• PROBLEM TO WORK ON
Answer these questions about the publication list below.
(a) In which proceedings did the paper on hierarchical annotation for progress note understanding appear?
(b) Which two seq2seq transformer architectures does the problem-summarization paper investigate?
(c) What four parts make up the SOAP format?

• DOCUMENT SEGMENT
Majid Afshar


Hierarchical Annotation for Building A Suite of Clinical Natural Language Processing Tasks: Progress Note Understanding
Yanjun Gao | Dmitriy Dligach | Timothy Miller | Samuel Tesch | Ryan Laffin | Matthew M. Churpek | Majid Afshar
Proceedings of the Thirteenth Language Resources and Evaluation Conference

Applying methods in natural language processing on electronic health records (EHR) data has attracted rising interests. Existing corpus and annotation focus on modeling textual features and relation prediction. However, there are a paucity of annotated corpus built to model clinical diagnostic thinking, a processing involving text understanding, domain knowledge abstraction and reasoning. In this work, we introduce a hierarchical annotation schema with three stages to address clinical text understanding, clinical reasoning and summarization. We create an annotated corpus based on a large collection of publicly available daily progress notes, a type of EHR that is time-sensitive, problem-oriented, and well-documented by the format of Subjective, Objective, Assessment and Plan (SOAP). We also define a new suite of tasks, Progress Note Understanding, with three tasks utilizing the three annotation stages. This new suite aims at training and evaluating future NLP models for clinical text understanding, clinical knowledge representation, inference and summarization.

Summarizing Patients’ Problems from Hospital Progress Notes Using Pre-trained Sequence-to-Sequence Models
Yanjun Gao | Dmitriy Dligach | Timothy Miller | Dongfang Xu | Matthew M. M. Churpek | Majid Afshar
Proceedings of the 29th International Conference on Computational Linguistics

Automatically summarizing patients’ main problems from daily progress notes using natural language processing methods helps to battle against information and cognitive overload in hospital settings and potentially assists providers with computerized diagnostic decision support. Problem list summarization requires a model to understand, abstract, and generate clinical documentation. In this work, we propose a new NLP task that aims to generate a list of problems in a patient’s daily care plan using input from the provider’s progress notes during hospitalization. We investigate the performance of T5 and BART, two state-of-the-art seq2seq transformer architectures, in solving this problem. We provide a corpus built on top of progress notes from publicly available electronic health record progress notes in the Medical Information Mart for Intensive Care (MIMIC)-III. T5 and BART are trained on general domain text, and we experiment with a data augmentation method and a domain adaptation pre-training method to increase exposure to medical vocabulary and knowledge. Evaluation methods include ROUGE, BERTScore, cosine similarity on sentence embedding, and F-score on medical concepts. Results show that T5 with domain adaptive pre-training achieves significant performance gains compared to a rule-based system and general domain pre-trained language models, indicating a promising direction for tackling the problem summarization task.

• EXTRACTED ENTRIES
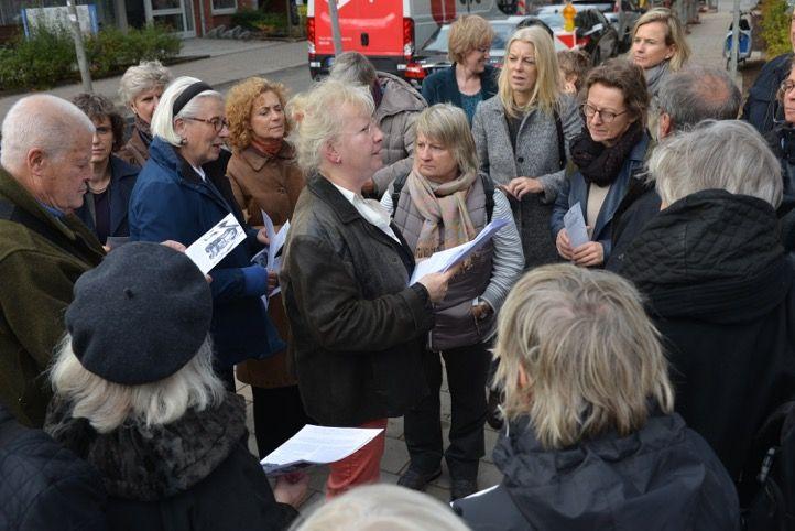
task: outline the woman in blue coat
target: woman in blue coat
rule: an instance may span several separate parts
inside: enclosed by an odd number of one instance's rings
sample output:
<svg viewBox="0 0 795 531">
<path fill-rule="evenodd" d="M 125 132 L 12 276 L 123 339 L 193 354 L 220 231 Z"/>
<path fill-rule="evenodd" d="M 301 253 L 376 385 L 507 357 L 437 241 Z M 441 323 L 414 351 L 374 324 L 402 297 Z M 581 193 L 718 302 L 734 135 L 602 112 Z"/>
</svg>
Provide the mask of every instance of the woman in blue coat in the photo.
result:
<svg viewBox="0 0 795 531">
<path fill-rule="evenodd" d="M 251 263 L 266 243 L 264 229 L 244 225 L 225 177 L 229 129 L 224 99 L 209 85 L 181 77 L 163 93 L 152 132 L 150 160 L 130 201 L 130 238 L 189 246 L 229 213 L 247 230 L 247 240 L 209 272 L 215 365 L 231 386 L 235 364 L 268 357 L 284 343 L 261 300 L 269 291 L 268 271 Z M 221 154 L 227 156 L 219 160 Z"/>
<path fill-rule="evenodd" d="M 611 59 L 588 74 L 586 95 L 586 127 L 570 144 L 577 173 L 558 193 L 549 225 L 560 257 L 577 266 L 602 267 L 612 249 L 616 210 L 628 191 L 641 184 L 649 149 L 649 91 L 640 67 Z M 564 216 L 578 203 L 590 241 L 573 247 Z"/>
</svg>

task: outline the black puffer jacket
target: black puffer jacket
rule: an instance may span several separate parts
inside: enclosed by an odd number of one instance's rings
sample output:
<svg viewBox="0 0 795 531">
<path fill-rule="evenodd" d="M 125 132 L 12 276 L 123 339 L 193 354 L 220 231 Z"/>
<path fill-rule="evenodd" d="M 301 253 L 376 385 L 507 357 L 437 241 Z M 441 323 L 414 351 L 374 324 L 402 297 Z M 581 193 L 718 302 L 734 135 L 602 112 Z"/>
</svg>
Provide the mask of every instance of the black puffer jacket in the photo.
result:
<svg viewBox="0 0 795 531">
<path fill-rule="evenodd" d="M 105 530 L 105 499 L 94 468 L 0 404 L 0 529 Z"/>
<path fill-rule="evenodd" d="M 494 448 L 502 484 L 454 502 L 476 531 L 740 528 L 729 476 L 679 415 L 559 451 L 545 451 L 526 425 L 512 423 Z"/>
<path fill-rule="evenodd" d="M 619 271 L 665 338 L 676 411 L 736 480 L 754 433 L 795 394 L 794 267 L 767 203 L 710 189 L 649 221 Z"/>
<path fill-rule="evenodd" d="M 246 407 L 238 394 L 170 424 L 128 420 L 106 434 L 56 399 L 45 430 L 99 470 L 113 530 L 281 530 L 297 516 L 275 501 L 244 446 Z"/>
</svg>

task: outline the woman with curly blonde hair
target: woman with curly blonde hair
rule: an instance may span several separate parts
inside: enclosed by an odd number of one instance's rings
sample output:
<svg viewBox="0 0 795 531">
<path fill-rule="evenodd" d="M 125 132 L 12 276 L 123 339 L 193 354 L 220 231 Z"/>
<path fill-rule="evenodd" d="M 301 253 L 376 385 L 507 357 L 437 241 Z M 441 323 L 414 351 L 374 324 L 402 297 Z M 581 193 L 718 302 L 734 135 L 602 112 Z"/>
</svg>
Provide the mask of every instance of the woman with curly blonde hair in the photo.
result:
<svg viewBox="0 0 795 531">
<path fill-rule="evenodd" d="M 304 188 L 304 174 L 295 163 L 295 150 L 285 140 L 290 122 L 284 112 L 286 89 L 280 83 L 250 77 L 233 86 L 227 96 L 229 143 L 232 158 L 227 176 L 235 199 L 252 226 L 262 226 L 264 212 L 279 227 L 292 216 Z M 269 280 L 277 282 L 276 273 Z M 279 335 L 290 337 L 290 324 L 281 295 L 268 308 Z M 286 349 L 264 360 L 237 366 L 238 379 L 250 383 L 254 401 L 254 434 L 264 457 L 307 422 L 297 381 L 287 366 Z"/>
</svg>

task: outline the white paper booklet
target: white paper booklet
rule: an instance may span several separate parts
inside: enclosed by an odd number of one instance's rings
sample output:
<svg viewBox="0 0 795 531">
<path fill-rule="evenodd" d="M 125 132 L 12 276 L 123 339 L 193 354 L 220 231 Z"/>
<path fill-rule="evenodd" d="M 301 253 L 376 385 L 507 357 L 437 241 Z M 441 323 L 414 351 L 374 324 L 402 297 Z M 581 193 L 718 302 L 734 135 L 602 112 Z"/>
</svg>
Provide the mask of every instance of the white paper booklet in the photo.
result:
<svg viewBox="0 0 795 531">
<path fill-rule="evenodd" d="M 281 476 L 314 465 L 341 460 L 383 430 L 305 425 L 286 443 L 266 455 L 260 464 L 269 476 Z"/>
<path fill-rule="evenodd" d="M 215 268 L 224 257 L 246 240 L 246 230 L 240 226 L 233 214 L 229 214 L 218 224 L 199 236 L 185 254 L 194 261 L 204 274 Z"/>
<path fill-rule="evenodd" d="M 590 241 L 579 202 L 568 209 L 563 217 L 563 224 L 566 226 L 566 234 L 568 234 L 568 241 L 571 243 L 571 249 L 577 249 L 582 243 Z"/>
<path fill-rule="evenodd" d="M 453 247 L 451 249 L 434 252 L 431 257 L 417 263 L 414 268 L 414 274 L 412 274 L 412 278 L 409 280 L 409 285 L 415 284 L 417 280 L 426 274 L 444 273 L 455 264 L 462 262 L 475 251 L 483 247 L 483 245 L 493 238 L 505 225 L 508 225 L 508 220 L 505 219 L 493 219 L 489 225 L 483 227 L 483 230 L 481 230 L 472 241 Z"/>
</svg>

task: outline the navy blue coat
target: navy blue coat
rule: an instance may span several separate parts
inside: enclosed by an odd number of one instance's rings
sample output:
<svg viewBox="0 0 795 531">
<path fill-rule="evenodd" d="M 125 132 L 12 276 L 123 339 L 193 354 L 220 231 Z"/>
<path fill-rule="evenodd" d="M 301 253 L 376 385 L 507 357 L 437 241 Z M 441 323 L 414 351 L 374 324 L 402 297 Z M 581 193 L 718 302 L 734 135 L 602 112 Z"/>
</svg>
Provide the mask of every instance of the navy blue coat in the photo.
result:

• TASK OUTPUT
(a) Proceedings of the Thirteenth Language Resources and Evaluation Conference
(b) T5 and BART
(c) Subjective, Objective, Assessment and Plan